(WRITTEN REQUEST)
Convert the data from the line with "the spoon bowl" up to and including the line with "x=1202, y=758" into a Markdown table with the columns Row and Line, numbering each line and leaving out blank ones.

(Coordinate labeling data)

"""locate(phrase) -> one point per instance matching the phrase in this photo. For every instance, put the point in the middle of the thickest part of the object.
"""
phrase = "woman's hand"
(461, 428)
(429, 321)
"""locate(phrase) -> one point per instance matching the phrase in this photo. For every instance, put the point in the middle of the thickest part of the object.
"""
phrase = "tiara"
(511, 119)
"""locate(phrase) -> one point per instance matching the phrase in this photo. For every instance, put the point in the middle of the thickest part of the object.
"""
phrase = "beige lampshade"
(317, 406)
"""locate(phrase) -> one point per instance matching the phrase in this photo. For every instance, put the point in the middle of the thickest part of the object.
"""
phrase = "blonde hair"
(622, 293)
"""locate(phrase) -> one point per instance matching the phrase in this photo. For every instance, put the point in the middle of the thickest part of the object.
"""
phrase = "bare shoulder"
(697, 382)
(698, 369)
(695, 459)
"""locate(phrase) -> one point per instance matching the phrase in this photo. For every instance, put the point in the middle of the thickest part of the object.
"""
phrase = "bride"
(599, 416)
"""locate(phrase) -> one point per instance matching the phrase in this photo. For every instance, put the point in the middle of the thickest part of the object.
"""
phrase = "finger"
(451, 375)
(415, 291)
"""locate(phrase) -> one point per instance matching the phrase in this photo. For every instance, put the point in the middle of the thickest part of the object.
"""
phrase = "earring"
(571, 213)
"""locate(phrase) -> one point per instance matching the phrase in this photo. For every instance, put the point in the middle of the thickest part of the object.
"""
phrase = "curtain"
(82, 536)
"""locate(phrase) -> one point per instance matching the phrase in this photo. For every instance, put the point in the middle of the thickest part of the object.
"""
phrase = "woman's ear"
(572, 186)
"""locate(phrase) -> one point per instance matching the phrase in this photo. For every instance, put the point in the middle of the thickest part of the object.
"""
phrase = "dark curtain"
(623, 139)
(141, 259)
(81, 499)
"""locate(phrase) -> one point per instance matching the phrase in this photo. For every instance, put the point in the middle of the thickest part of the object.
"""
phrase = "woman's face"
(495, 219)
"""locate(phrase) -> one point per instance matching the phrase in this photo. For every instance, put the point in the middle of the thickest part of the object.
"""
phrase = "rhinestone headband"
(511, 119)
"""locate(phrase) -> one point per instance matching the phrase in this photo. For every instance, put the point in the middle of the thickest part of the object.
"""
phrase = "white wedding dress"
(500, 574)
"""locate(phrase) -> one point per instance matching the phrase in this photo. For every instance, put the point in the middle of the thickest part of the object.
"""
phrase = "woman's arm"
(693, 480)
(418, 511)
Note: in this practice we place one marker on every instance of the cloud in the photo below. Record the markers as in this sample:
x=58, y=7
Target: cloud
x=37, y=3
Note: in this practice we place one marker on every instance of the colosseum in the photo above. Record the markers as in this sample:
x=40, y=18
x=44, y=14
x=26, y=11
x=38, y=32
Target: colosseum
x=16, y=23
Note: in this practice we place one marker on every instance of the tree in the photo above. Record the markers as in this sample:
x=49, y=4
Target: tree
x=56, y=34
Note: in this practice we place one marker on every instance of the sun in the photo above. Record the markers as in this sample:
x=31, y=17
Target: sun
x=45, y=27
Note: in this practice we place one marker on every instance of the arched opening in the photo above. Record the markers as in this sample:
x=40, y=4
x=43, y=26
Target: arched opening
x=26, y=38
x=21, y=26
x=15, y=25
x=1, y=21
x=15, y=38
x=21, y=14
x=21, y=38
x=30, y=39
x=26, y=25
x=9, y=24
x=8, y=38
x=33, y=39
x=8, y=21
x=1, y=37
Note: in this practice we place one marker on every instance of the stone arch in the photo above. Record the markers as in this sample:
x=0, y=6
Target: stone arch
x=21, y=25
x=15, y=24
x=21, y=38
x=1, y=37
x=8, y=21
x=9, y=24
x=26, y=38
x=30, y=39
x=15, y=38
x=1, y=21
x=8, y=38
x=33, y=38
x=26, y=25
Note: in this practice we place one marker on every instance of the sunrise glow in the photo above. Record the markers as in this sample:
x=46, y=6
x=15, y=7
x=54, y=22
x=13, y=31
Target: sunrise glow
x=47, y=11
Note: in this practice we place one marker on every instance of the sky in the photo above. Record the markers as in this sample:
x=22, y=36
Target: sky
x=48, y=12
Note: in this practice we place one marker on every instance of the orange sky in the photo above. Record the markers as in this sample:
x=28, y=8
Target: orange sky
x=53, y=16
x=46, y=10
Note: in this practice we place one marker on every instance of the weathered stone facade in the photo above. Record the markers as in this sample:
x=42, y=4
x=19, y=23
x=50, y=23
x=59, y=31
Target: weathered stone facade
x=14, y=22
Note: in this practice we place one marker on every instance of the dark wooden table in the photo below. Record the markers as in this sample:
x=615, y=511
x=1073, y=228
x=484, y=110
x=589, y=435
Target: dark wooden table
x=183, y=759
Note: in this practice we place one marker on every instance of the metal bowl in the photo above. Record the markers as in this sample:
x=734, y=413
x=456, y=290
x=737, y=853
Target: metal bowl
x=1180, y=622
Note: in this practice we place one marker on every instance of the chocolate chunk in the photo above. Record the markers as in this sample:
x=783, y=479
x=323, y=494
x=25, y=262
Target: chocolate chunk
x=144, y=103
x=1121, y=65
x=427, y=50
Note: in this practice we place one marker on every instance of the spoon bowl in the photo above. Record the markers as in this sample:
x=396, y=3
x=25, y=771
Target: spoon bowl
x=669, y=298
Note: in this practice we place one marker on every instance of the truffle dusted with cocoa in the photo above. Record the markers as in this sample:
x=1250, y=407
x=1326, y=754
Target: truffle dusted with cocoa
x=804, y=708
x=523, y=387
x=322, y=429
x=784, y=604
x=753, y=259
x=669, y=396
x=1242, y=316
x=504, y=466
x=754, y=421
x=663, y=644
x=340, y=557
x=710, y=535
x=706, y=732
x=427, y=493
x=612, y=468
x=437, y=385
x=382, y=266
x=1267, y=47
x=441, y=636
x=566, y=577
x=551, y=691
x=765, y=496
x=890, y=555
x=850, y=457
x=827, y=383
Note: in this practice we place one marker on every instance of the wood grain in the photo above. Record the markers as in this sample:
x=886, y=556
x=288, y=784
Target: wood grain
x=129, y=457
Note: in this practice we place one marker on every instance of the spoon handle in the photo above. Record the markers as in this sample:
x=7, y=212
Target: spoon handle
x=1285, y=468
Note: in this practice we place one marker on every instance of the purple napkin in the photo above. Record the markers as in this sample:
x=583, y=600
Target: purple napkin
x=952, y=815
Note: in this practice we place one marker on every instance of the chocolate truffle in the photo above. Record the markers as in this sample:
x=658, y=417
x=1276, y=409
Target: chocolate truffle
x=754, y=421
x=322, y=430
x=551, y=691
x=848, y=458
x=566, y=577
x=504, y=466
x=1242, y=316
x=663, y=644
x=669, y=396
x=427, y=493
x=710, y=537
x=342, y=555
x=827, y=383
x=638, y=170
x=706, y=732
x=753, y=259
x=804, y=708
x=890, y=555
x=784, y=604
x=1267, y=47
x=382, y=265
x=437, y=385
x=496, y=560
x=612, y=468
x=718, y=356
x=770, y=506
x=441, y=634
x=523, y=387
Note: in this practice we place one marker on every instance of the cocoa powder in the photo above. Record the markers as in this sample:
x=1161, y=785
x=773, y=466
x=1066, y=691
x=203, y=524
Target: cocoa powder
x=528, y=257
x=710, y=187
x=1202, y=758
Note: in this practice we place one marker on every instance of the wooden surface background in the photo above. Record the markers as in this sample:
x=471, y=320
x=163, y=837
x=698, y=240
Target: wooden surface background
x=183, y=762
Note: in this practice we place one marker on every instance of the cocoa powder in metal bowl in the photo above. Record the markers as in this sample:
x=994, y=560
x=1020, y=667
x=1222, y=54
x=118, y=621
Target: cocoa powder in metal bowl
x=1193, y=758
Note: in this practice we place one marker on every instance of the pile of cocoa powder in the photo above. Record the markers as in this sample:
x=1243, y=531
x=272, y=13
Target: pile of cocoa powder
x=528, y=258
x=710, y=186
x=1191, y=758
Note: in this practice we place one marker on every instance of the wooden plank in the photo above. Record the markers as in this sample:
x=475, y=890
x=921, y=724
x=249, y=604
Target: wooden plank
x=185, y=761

(ANSWER)
| Row | Line |
|---|---|
| 1 | Note: in this practice we place one marker on every instance of the spoon bowl in the photo above. Record the markers as in this sample: |
| 2 | x=396, y=3 |
| 3 | x=25, y=771 |
| 4 | Target: spoon bowl |
| 5 | x=669, y=298 |
| 6 | Note: in this practice we place one marker on every instance of the truffle dusted with cocoa in the photo above. Record the markers as in this sample: |
| 7 | x=1250, y=407 |
| 8 | x=1326, y=754 |
| 9 | Target: truffle dusted with cocoa |
| 10 | x=804, y=708 |
| 11 | x=523, y=387 |
| 12 | x=322, y=429 |
| 13 | x=784, y=604 |
| 14 | x=753, y=259 |
| 15 | x=669, y=396 |
| 16 | x=1242, y=316 |
| 17 | x=504, y=466 |
| 18 | x=754, y=421 |
| 19 | x=663, y=644 |
| 20 | x=340, y=557 |
| 21 | x=710, y=535 |
| 22 | x=706, y=732 |
| 23 | x=427, y=493 |
| 24 | x=612, y=468 |
| 25 | x=437, y=385 |
| 26 | x=382, y=266 |
| 27 | x=1267, y=47 |
| 28 | x=441, y=636 |
| 29 | x=566, y=577 |
| 30 | x=551, y=691 |
| 31 | x=765, y=496 |
| 32 | x=890, y=555 |
| 33 | x=850, y=457 |
| 34 | x=827, y=383 |
| 35 | Note: in this practice we place one marker on every instance of the wood grain in the photo above. Record the markers as in this sample: |
| 36 | x=886, y=556 |
| 37 | x=288, y=784 |
| 38 | Target: wood grain |
| 39 | x=129, y=457 |
| 40 | Note: in this practice we place one marker on every instance of the spoon handle in the photo above. Record the markers as in this sample: |
| 41 | x=7, y=212 |
| 42 | Target: spoon handle |
| 43 | x=1285, y=468 |
| 44 | Note: in this practice we place one marker on every instance of the purple napkin in the photo above. Record the markers as in this sample: |
| 45 | x=583, y=600 |
| 46 | Target: purple napkin |
| 47 | x=952, y=815 |
| 48 | Note: in this practice we place one marker on every instance of the chocolate truffle in the photo above. Record the markers as in this sample: |
| 49 | x=658, y=417 |
| 50 | x=1276, y=409 |
| 51 | Target: chocolate truffle |
| 52 | x=754, y=421 |
| 53 | x=322, y=430 |
| 54 | x=551, y=691 |
| 55 | x=848, y=458 |
| 56 | x=566, y=577 |
| 57 | x=504, y=466 |
| 58 | x=1242, y=316 |
| 59 | x=663, y=644 |
| 60 | x=669, y=396 |
| 61 | x=427, y=493 |
| 62 | x=710, y=537 |
| 63 | x=342, y=555 |
| 64 | x=827, y=383 |
| 65 | x=638, y=170 |
| 66 | x=706, y=732 |
| 67 | x=753, y=259 |
| 68 | x=804, y=708 |
| 69 | x=890, y=555 |
| 70 | x=784, y=604 |
| 71 | x=1267, y=47 |
| 72 | x=382, y=265 |
| 73 | x=437, y=385 |
| 74 | x=496, y=560 |
| 75 | x=612, y=468 |
| 76 | x=718, y=356 |
| 77 | x=770, y=506 |
| 78 | x=441, y=634 |
| 79 | x=523, y=387 |
| 80 | Note: in this practice we place one marker on every instance of the cocoa powder in the photo above. Record the markers as in this sample: |
| 81 | x=1161, y=785 |
| 82 | x=773, y=466 |
| 83 | x=1066, y=691 |
| 84 | x=203, y=524 |
| 85 | Target: cocoa powder |
| 86 | x=528, y=257 |
| 87 | x=710, y=187 |
| 88 | x=1202, y=758 |